[TASK MATERIAL — start]

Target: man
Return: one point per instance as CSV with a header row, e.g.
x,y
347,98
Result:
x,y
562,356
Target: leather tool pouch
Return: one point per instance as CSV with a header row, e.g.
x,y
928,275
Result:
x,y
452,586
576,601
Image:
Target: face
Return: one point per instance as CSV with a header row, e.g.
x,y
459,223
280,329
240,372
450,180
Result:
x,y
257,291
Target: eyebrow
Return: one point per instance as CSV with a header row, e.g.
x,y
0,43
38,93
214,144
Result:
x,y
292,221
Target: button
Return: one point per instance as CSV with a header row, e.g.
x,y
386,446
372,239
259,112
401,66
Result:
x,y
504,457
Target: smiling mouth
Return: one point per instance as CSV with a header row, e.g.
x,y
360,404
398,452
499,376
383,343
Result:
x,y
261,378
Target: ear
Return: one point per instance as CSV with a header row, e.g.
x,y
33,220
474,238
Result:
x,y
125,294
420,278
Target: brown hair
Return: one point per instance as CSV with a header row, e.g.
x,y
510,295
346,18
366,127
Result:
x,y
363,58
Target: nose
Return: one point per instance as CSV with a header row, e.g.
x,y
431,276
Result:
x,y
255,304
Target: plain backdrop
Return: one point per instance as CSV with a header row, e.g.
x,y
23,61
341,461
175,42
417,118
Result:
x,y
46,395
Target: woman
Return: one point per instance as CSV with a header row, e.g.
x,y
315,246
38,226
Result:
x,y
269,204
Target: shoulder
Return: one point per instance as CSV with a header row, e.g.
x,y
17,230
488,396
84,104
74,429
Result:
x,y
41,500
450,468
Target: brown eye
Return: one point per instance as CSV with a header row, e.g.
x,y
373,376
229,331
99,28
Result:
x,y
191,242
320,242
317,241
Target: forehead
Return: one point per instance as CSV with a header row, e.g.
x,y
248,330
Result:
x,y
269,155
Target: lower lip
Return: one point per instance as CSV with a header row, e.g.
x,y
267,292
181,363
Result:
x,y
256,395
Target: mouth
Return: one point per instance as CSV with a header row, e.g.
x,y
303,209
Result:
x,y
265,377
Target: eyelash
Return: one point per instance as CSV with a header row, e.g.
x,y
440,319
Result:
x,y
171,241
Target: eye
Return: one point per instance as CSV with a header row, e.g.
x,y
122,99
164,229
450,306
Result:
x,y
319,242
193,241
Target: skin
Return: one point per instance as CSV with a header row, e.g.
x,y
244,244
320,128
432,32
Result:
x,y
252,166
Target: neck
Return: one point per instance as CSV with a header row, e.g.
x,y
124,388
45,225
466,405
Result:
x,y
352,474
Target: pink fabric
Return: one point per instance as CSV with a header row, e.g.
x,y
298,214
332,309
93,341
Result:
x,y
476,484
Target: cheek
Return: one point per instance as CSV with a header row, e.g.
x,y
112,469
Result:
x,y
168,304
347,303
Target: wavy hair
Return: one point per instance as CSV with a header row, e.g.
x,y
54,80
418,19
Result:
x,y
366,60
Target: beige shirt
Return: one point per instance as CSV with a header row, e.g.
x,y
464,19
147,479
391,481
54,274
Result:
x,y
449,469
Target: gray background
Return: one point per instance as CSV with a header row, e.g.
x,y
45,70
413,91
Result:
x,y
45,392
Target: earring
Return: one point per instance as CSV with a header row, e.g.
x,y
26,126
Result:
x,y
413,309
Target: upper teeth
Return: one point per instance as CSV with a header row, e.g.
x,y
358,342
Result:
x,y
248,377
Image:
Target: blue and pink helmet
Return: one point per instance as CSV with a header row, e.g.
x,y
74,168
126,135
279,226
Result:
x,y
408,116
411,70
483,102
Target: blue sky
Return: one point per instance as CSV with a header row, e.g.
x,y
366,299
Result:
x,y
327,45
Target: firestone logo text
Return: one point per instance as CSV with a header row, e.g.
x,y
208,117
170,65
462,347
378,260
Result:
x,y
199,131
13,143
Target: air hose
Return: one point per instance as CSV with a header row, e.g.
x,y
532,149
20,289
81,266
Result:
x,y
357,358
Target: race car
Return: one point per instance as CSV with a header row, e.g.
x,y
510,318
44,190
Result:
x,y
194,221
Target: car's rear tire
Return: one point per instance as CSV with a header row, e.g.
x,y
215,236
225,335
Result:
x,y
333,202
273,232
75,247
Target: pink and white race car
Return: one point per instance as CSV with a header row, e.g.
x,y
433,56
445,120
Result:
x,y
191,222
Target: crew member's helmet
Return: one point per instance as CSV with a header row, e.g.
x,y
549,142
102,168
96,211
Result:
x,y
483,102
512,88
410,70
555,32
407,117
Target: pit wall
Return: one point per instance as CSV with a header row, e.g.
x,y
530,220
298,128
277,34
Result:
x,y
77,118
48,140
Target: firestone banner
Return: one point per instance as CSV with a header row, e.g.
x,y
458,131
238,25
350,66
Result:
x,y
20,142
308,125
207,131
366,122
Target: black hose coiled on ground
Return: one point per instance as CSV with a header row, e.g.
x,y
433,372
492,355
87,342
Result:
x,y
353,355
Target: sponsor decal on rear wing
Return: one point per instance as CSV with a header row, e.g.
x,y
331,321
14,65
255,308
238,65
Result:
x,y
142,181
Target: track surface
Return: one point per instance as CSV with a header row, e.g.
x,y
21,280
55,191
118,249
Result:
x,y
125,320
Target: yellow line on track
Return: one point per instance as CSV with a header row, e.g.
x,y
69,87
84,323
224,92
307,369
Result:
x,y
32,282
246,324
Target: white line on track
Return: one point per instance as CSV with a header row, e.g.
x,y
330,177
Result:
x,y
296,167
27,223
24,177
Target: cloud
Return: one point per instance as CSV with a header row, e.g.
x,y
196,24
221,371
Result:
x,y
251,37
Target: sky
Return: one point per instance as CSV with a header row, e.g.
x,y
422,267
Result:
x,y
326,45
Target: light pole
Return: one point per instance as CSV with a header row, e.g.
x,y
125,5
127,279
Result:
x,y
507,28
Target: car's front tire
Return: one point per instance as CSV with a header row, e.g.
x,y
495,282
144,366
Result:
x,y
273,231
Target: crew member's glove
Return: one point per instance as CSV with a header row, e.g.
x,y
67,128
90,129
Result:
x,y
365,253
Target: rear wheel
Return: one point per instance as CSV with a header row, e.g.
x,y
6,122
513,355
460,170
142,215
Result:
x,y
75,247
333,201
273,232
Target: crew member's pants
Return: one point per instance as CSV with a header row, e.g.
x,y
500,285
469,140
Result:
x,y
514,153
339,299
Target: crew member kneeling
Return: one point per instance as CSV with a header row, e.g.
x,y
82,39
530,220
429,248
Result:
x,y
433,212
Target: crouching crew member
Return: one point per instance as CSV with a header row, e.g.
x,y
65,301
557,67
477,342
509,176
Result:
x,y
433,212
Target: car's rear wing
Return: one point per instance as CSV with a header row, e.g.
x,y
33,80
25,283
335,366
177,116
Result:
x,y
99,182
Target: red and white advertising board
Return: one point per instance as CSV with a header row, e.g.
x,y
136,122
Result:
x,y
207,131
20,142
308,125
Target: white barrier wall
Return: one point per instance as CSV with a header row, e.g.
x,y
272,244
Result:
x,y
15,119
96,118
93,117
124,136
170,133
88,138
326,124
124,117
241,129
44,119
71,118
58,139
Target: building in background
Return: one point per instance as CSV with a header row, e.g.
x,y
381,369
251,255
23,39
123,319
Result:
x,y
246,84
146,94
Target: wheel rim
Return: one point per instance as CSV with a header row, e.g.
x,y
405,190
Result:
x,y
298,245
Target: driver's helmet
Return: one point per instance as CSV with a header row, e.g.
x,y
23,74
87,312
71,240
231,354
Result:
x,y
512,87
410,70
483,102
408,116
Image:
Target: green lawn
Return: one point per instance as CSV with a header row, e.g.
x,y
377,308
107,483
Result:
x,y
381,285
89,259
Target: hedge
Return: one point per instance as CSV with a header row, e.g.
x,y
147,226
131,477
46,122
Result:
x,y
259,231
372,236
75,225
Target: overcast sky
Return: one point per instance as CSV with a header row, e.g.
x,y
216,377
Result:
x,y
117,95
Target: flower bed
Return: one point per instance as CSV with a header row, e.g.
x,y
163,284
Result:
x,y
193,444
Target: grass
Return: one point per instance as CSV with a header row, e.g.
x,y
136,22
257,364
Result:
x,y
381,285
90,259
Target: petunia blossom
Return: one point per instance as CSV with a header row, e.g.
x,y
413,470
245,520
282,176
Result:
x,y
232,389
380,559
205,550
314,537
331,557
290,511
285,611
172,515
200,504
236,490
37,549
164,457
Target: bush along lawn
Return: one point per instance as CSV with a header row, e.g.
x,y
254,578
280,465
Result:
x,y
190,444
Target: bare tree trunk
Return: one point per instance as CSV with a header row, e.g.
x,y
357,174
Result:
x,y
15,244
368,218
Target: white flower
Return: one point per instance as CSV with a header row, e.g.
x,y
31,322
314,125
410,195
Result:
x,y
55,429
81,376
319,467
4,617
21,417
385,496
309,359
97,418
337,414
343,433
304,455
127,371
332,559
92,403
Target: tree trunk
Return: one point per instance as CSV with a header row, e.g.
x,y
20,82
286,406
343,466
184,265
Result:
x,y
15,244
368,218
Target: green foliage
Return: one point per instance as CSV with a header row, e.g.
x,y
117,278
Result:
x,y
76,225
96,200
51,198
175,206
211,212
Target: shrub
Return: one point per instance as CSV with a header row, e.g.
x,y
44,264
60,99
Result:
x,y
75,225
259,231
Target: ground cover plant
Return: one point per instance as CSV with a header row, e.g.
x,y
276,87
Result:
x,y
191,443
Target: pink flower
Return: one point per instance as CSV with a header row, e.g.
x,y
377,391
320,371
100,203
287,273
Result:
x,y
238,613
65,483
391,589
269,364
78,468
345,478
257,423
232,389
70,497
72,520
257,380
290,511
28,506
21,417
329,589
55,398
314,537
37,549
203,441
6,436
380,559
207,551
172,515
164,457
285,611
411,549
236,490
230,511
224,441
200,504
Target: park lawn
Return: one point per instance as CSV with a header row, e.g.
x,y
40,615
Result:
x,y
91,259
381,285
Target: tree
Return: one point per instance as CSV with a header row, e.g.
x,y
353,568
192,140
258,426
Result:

[TASK MATERIAL — finish]

- PROBLEM:
List each line in the listing that contains the string "lawn".

- SOLUTION:
Target: green lawn
Target: bush along lawn
Target: park lawn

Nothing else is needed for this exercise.